■ **REQUIREMENT 1**
Decide whether each statement below agrees with the book review. Answer yes or no for each, and quote the words of the review that decide it.
(a) The review is dated 21 September 2002.
(b) The later part of the book covers the importance of diversity among plants.
(c) The book has no references.
■ **REQUIREMENT 2**
According to the book review, how many people found the review helpful?

■ **TEXT SECTION**
········

72 of 72 people found the following review helpful
on 21 September 2002
This book has changed my entire view of life on earth; of how we, as humans, evolved; and the way in which we and other species, interact with and depend upon on the plant kingdom. Stephen Harrod Buhner poetically re-introduces the reader to the taste of the "Wild Water" and gently reminds us of the way nature and plants have historically been revered by cultures for their importance to all life. He then retraces the steps of the industrial and scientific revolutions and illustrates how humanity is continually losing its connection with our plant allies and how environmental impacts of technological medicine are making this connection ever harder to reform. Buhner provides a unique perpective on Gaia theory and in doing so, brings the role of so-called 'pathogenic' bacteria into perspective and underlines the futile plight of modern medicine to eradicate them at the expense of the planet. The latter part of the book discusses the importance of diversity amongst plants and plant chemicals and how each plant contributes to the health of organisms within its own micro-environment. It then looks at ways to restore our natural biophilia towards plants and provides exercises and personal experiences to help us along the way. Filled with beautiful quotations and thoroughly referenced, this book will provide enlightenment to all those interested in herbalism, shamanism, botany, microbiolgy, chemistry, medicine, nature and environmental issues, or to anyone who feels that the importance of plants in their life is grossly understated.

········

■ **RECORD SET**
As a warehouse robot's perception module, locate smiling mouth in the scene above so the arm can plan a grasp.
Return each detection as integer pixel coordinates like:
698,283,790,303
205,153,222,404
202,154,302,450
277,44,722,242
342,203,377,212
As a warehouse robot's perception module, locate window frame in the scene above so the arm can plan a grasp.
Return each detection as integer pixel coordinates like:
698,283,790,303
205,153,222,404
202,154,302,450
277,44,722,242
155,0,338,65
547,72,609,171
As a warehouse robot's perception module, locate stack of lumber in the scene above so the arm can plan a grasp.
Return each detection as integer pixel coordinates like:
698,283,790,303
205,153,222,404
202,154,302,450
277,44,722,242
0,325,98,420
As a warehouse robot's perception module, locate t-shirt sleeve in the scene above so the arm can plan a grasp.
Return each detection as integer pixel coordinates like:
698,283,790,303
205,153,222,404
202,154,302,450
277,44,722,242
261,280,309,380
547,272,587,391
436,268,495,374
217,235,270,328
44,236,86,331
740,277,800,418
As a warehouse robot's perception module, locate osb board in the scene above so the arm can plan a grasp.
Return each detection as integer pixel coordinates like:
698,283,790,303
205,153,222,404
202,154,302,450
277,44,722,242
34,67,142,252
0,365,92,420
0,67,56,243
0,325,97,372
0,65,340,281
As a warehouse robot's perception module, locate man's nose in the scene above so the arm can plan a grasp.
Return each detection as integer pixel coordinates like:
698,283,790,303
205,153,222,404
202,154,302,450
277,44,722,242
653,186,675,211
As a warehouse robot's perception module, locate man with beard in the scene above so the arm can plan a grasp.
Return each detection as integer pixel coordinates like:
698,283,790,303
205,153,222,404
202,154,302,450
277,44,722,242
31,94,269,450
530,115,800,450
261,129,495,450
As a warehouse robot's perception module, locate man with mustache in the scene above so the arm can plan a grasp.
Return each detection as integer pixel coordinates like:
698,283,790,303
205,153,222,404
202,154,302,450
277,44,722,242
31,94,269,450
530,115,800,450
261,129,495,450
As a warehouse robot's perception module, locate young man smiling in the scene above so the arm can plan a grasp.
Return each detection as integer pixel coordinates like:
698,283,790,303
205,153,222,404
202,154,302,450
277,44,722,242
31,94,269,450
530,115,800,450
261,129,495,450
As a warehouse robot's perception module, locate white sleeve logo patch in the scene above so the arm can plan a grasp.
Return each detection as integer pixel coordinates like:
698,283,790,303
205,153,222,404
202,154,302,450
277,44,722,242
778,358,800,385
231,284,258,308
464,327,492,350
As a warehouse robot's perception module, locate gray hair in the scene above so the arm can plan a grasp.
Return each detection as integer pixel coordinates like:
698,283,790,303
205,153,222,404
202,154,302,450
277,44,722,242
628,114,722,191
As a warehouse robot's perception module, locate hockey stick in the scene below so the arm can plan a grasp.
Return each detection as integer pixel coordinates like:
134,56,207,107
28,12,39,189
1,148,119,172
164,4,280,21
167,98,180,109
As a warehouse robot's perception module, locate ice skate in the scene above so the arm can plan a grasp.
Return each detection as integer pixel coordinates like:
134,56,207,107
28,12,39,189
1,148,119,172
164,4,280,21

········

■ **WRITTEN REPLY 1**
(a) Yes: "on 21 September 2002"
(b) Yes: "The latter part of the book discusses the importance of diversity amongst plants and plant chemicals"
(c) No: "thoroughly referenced"

■ **WRITTEN REPLY 2**
72 of 72 people found the review helpful.